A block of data
"""

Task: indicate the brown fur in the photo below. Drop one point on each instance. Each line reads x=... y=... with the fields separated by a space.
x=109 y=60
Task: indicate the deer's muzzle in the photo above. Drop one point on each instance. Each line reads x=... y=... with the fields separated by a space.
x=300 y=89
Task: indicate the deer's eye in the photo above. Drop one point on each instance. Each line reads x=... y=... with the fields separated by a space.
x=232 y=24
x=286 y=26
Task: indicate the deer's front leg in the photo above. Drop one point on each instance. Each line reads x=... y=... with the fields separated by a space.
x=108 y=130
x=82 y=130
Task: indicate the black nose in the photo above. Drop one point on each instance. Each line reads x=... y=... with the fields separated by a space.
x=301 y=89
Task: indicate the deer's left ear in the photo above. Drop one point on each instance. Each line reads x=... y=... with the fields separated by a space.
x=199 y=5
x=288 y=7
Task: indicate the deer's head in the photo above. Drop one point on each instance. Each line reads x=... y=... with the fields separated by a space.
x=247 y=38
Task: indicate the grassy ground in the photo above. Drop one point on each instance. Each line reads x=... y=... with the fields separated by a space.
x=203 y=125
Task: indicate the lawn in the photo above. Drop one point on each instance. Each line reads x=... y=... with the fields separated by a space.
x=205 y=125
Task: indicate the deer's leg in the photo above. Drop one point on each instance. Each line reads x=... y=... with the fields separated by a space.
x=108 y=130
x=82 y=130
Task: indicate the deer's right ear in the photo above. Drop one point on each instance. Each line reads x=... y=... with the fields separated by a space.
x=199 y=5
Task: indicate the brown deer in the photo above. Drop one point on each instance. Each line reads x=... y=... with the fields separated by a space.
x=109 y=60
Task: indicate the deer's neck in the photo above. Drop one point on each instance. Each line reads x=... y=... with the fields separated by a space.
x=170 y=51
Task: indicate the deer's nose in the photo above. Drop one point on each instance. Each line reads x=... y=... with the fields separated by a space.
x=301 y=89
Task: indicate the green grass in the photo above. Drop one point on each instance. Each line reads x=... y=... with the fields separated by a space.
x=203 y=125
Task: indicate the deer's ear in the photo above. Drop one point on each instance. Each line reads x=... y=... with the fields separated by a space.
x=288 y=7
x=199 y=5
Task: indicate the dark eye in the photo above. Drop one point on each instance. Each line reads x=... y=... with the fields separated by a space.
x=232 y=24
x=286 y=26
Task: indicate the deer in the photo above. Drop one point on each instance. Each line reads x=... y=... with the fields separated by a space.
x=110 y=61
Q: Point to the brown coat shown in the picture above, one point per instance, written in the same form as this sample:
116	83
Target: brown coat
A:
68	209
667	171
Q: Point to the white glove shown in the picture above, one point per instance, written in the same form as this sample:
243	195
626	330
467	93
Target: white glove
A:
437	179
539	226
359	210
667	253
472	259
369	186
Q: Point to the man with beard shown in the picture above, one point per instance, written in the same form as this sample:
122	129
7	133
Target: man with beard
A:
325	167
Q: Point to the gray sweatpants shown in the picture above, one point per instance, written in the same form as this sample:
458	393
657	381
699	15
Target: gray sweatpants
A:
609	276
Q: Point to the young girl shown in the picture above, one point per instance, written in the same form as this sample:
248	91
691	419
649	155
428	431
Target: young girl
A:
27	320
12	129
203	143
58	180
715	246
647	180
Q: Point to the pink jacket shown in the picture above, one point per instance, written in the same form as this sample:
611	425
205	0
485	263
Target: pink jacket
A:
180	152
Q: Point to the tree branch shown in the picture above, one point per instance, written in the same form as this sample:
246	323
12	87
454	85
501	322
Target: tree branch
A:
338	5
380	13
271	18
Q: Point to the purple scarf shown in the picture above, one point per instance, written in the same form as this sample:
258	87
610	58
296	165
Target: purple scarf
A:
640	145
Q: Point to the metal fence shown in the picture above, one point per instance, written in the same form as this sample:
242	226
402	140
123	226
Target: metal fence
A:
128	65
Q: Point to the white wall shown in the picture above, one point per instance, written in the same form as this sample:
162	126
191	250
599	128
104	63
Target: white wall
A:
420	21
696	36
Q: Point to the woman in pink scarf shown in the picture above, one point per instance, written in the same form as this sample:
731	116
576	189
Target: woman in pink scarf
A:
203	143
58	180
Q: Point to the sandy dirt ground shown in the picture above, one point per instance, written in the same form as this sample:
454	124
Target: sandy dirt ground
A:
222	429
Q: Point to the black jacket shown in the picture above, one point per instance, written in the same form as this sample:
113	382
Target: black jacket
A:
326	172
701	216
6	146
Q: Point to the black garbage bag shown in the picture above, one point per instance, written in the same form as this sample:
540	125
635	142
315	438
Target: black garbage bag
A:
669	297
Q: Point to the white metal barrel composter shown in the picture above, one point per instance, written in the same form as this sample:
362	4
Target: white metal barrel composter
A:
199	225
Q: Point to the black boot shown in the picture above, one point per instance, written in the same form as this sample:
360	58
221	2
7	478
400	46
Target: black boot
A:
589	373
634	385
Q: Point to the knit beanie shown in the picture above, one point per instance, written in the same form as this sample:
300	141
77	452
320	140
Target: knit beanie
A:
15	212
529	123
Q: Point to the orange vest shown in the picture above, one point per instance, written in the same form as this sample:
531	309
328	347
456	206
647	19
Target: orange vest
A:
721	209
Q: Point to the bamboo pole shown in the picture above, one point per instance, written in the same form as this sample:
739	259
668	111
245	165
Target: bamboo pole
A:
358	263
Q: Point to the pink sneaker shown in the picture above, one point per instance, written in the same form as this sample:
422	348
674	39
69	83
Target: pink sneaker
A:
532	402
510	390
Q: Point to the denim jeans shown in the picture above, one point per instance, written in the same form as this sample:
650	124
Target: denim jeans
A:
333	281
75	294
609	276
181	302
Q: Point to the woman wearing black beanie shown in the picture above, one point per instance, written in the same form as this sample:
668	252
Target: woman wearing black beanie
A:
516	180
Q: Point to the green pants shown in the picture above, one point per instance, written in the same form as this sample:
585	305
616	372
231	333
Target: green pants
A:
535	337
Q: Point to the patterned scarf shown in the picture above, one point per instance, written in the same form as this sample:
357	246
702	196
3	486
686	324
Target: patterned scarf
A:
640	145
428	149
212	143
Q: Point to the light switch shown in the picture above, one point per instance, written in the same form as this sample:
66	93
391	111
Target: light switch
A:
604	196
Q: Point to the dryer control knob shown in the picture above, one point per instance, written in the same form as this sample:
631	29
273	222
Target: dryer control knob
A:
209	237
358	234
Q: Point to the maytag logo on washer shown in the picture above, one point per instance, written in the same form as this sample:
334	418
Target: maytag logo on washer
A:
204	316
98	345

"""

Requirement → Your task is to print all of the records exactly.

Correct answer →
Task: indicate the brown fur in the photo below. Drop one point on each instance. Each line reads x=... y=... with the fields separated by a space.
x=109 y=60
Task: indicate the deer's muzzle in the photo above. Drop one point on each instance. Each line reads x=... y=... with the fields separated by a space.
x=300 y=89
Task: indicate the deer's eye in the photo above. Drop one point on each instance. Each line reads x=... y=... with the fields separated by a space.
x=232 y=24
x=286 y=26
Task: indicate the deer's front leg in the photo above. Drop one point on each instance. Each line reads x=... y=... with the fields separated by a space.
x=108 y=130
x=82 y=130
Task: indicate the black nose in the photo above. Drop one point on each instance. Each line reads x=... y=... with the fields separated by a space.
x=301 y=89
Task: indicate the deer's left ear in the photo above. Drop one point on each instance. Each line reads x=... y=... with the fields separated by a space.
x=199 y=5
x=288 y=7
Task: indicate the deer's head in the photo above. Drop one point on each instance. Each line reads x=... y=... with the fields separated by a space.
x=247 y=38
Task: indicate the grassy ground in the photo above. Drop one point on each instance. Each line reads x=... y=... with the fields separated by a space.
x=203 y=125
Task: indicate the lawn in the photo above. Drop one point on each instance. Each line reads x=... y=... with the fields separated by a space.
x=205 y=125
Task: indicate the deer's leg in the photo above. Drop one point on each instance. Each line reads x=... y=... with the fields separated by a space.
x=108 y=130
x=82 y=130
Task: indicate the deer's right ear in the photo above. Drop one point on each instance. Each line reads x=... y=... with the fields separated by a space.
x=199 y=5
Task: indicate the brown deer in the photo above. Drop one point on each instance. Each line reads x=... y=... with the fields separated by a space.
x=109 y=60
Task: indicate the deer's neck in the photo above. Drop one point on each instance. Each line reads x=... y=... with the fields separated by a space.
x=170 y=51
Task: indicate the deer's nose in the photo above. Drop one point on each instance. Each line reads x=... y=... with the fields separated by a space.
x=301 y=89
Task: indicate the green grass in the photo above. Drop one point on each instance. Each line reads x=... y=... with the fields separated by a space.
x=203 y=125
Task: indicate the deer's ear in the photo above. Drop one point on each instance. Each line reads x=... y=... with the fields separated by a space.
x=288 y=7
x=199 y=5
Task: indicate the dark eye in the photo above. Drop one point on each instance. Each line reads x=... y=... with the fields separated by a space.
x=232 y=24
x=286 y=26
Task: indicate the deer in the photo above. Drop one point on each instance. Each line reads x=... y=... with the fields separated by a space.
x=110 y=61
Q: Point to the brown coat shown in the picture above, one point per instance, written in the same form as this sample:
116	83
Target: brown coat
A:
68	209
667	171
Q: Point to the white glove shown in the picture above, one point per instance, written in the same form as this sample:
243	195
626	330
467	93
Target: white glove
A:
437	179
539	226
359	210
667	253
472	259
369	186
Q: Point to the man with beard shown in the picture above, one point per instance, written in the same form as this sample:
122	129
7	133
Target: man with beard
A:
325	167
Q: Point to the gray sweatpants shown in the picture above, one point per instance, written in the same form as this sample:
458	393
657	381
699	15
Target: gray sweatpants
A:
609	276
Q: Point to the young girl shown in the picture above, one point per instance, written in the same form as this sample:
248	91
691	419
649	155
428	431
Target: young girl
A:
27	320
12	129
203	143
58	180
715	246
647	180
Q: Point to the pink jacket shown in the picture above, one point per instance, written in the same form as this sample:
611	425
205	0
485	263
Target: pink jacket
A:
180	152
Q: Point to the tree branch shown in the picture above, one point per instance, written in the same form as this sample:
246	323
12	87
454	85
501	322
Target: tree branch
A:
338	5
380	13
271	18
Q: Point to the purple scarf shown in the picture above, one point per instance, written in the same form as this sample:
258	87
610	58
296	165
Target: purple scarf
A:
640	145
Q: Point to the metal fence shown in the picture above, one point per instance, written in the same form as this sample:
242	226
402	140
123	226
Target: metal fence
A:
128	65
Q: Point to the white wall shown in the picture above, one point per instance, written in the same form as this sample:
162	126
191	250
599	128
104	63
Target: white wall
A:
420	21
696	36
Q: Point to the woman in pink scarf shown in the picture above, one point per instance, written in the same form as this sample:
731	116
576	189
Target: woman in pink scarf
A:
203	143
58	180
Q: Point to the sandy dirt ground shown in the picture above, one point per instance, written in the same form as this sample:
454	124
Target: sandy dirt ground
A:
222	429
Q: Point to the black jacket shown in the picture above, one point per instance, written in the same form as this sample:
113	382
Target: black jacket
A:
326	172
701	216
6	146
Q: Point to the black garbage bag shown in the picture above, one point per instance, written in the same form as this sample:
540	125
635	142
315	438
Target: black garbage bag
A:
669	297
Q: Point to the white metal barrel composter shown in the picture above, one point per instance, written in the same form as this sample:
362	4
Target: white metal barrel composter
A:
199	225
Q: Point to the black boot shown in the picture above, one point per instance, written in the same form as this sample:
360	58
221	2
7	478
400	46
Target: black boot
A:
589	373
634	385
Q: Point to the knit beanie shown in the picture above, one point per instance, written in the same form as this sample:
300	141
77	452
320	140
Target: knit beanie
A:
15	212
529	123
Q: Point to the orange vest shown in the picture above, one point per instance, written in the same form as this sample:
531	309
328	347
456	206
647	19
Target: orange vest
A:
721	209
Q: Point to the bamboo pole shown in the picture above, one point per instance, written in the same form as this sample:
739	259
668	111
245	165
Target: bamboo pole
A:
358	263
Q: Point to the pink sneaker shown in the picture above, one point per instance, written in the same form as this sample:
422	348
674	39
69	83
Target: pink sneaker
A:
532	402
510	390
Q: Point to the denim jeans shown in the picture above, one point per instance, written in the same form as this sample:
650	124
Target: denim jeans
A:
333	281
75	294
609	276
181	302
Q: Point to the woman wearing black beanie shown in the picture above, one point per instance, written in the same form as this sample:
668	252
Target: woman wearing black beanie
A:
516	180
Q: Point to the green pants shown in the picture above, one point per instance, written in the same form as this sample:
585	305
616	372
231	333
Target: green pants
A:
535	337
Q: Point to the patterned scarf shown in the picture above, one point per instance, written in the same form as this sample:
357	246
702	196
3	486
686	324
Target: patterned scarf
A:
640	145
428	149
212	143
Q: Point to the light switch shown in the picture above, one point per instance, written in the same form as this sample:
66	93
391	111
Target: light switch
A:
604	196
Q: Point to the dryer control knob shown in the picture above, one point per instance, written in the same form as this sample:
631	29
273	222
Target: dryer control knob
A:
209	237
358	234
Q: Point to the maytag logo on washer shown in the picture above, one point per instance, written in the same form as this sample:
334	418
Target: maytag logo on washer
A:
204	316
98	345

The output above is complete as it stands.